◆ **STATED PROBLEM**:
Update the records below by changing every "place a point on" to "mark" and keeping everything else the same. Leave the pictures out of your answer.

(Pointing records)
-*-
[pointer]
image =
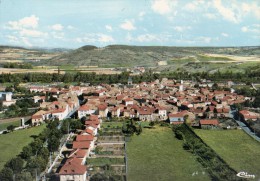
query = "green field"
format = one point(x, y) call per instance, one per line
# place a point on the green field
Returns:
point(11, 144)
point(3, 126)
point(157, 155)
point(112, 124)
point(238, 149)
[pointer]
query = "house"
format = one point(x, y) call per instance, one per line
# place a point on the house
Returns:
point(115, 112)
point(247, 115)
point(60, 114)
point(209, 123)
point(81, 144)
point(87, 131)
point(36, 89)
point(102, 110)
point(36, 118)
point(162, 112)
point(128, 101)
point(85, 110)
point(6, 98)
point(73, 170)
point(80, 154)
point(145, 114)
point(177, 118)
point(86, 138)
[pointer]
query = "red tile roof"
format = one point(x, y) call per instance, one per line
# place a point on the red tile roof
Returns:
point(209, 122)
point(36, 116)
point(102, 107)
point(79, 153)
point(84, 108)
point(179, 114)
point(84, 138)
point(81, 144)
point(73, 167)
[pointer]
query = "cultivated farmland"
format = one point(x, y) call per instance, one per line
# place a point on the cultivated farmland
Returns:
point(157, 155)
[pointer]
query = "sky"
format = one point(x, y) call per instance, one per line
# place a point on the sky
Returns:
point(75, 23)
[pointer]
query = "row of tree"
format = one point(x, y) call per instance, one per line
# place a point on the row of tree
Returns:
point(34, 157)
point(17, 65)
point(130, 127)
point(216, 167)
point(249, 76)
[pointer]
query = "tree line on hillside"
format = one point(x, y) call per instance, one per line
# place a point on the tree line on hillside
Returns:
point(249, 76)
point(217, 168)
point(17, 65)
point(34, 156)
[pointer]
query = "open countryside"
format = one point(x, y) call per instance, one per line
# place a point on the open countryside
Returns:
point(158, 153)
point(238, 149)
point(11, 144)
point(144, 90)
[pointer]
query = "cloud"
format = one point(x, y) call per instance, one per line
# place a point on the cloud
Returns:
point(225, 34)
point(58, 35)
point(194, 5)
point(163, 6)
point(210, 15)
point(94, 38)
point(147, 38)
point(69, 27)
point(255, 28)
point(57, 27)
point(12, 39)
point(105, 38)
point(227, 13)
point(26, 22)
point(109, 27)
point(144, 38)
point(141, 14)
point(181, 28)
point(236, 10)
point(32, 33)
point(128, 25)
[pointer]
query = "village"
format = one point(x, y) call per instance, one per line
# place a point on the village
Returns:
point(170, 101)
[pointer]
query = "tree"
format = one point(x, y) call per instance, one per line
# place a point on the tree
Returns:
point(151, 123)
point(27, 152)
point(10, 128)
point(36, 164)
point(53, 144)
point(24, 176)
point(16, 164)
point(6, 174)
point(36, 145)
point(99, 177)
point(215, 86)
point(44, 153)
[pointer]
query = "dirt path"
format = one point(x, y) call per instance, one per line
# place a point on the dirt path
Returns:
-*-
◆ **FINAL RESULT**:
[pointer]
image =
query = "green field"
format = one point(x, y) call per instance, one per line
# mark the green field
Returns:
point(11, 144)
point(3, 126)
point(157, 155)
point(112, 124)
point(238, 149)
[pointer]
query = "house"
format = one point(x, y) call per instance, one per line
# mark the house
Returns:
point(115, 112)
point(247, 115)
point(60, 114)
point(209, 123)
point(81, 144)
point(87, 131)
point(36, 89)
point(102, 110)
point(36, 118)
point(162, 112)
point(128, 101)
point(85, 110)
point(6, 98)
point(73, 170)
point(80, 154)
point(145, 114)
point(177, 118)
point(86, 138)
[pointer]
query = "red tile roof"
format = one point(x, y) call per instance, one per line
# mark the red tile roof
Returns:
point(209, 122)
point(36, 116)
point(102, 107)
point(79, 153)
point(84, 108)
point(179, 114)
point(84, 138)
point(81, 144)
point(73, 167)
[pointer]
query = "cultivated farmland"
format = one point(x, y) call per instance, one per line
# mark the cultivated farmland
Returns:
point(157, 155)
[pointer]
query = "sky"
format = one point(x, y) call per instance, one per line
# mark the sky
Returns:
point(75, 23)
[pointer]
query = "row of tree"
format = one point(x, y) call per instance, one per line
# mark the row of tree
Returns:
point(34, 157)
point(17, 65)
point(130, 127)
point(216, 167)
point(249, 76)
[pointer]
query = "tree line on hillside"
format = one point(x, y) call per instance, one per line
# mark the tree line on hillside
Returns:
point(249, 76)
point(217, 168)
point(17, 65)
point(34, 156)
[pointer]
query = "open countryside"
format = one point(x, y) call per instance, one per line
# mark the open countryside
Returns:
point(158, 153)
point(238, 149)
point(11, 144)
point(144, 90)
[pointer]
query = "cloud"
format = one point(x, y) call per instance, one per line
# mark the cloud
Returns:
point(225, 34)
point(58, 35)
point(194, 5)
point(163, 6)
point(210, 15)
point(94, 38)
point(147, 38)
point(69, 27)
point(255, 28)
point(57, 27)
point(12, 39)
point(105, 38)
point(227, 13)
point(26, 22)
point(109, 27)
point(144, 38)
point(141, 14)
point(181, 28)
point(236, 10)
point(32, 33)
point(128, 25)
[pointer]
query = "village"
format = one point(x, y) call per instance, one per line
# mark the village
Returns:
point(170, 101)
[pointer]
query = "tree"
format = one point(x, y) call per instance, one per line
# mark the tree
Returns:
point(151, 123)
point(27, 152)
point(10, 128)
point(36, 164)
point(53, 144)
point(24, 176)
point(16, 164)
point(6, 174)
point(36, 145)
point(99, 177)
point(215, 86)
point(44, 153)
[pointer]
query = "dirt path"
format = one point(x, y) call per instance, one per line
# mark the dirt path
Returns:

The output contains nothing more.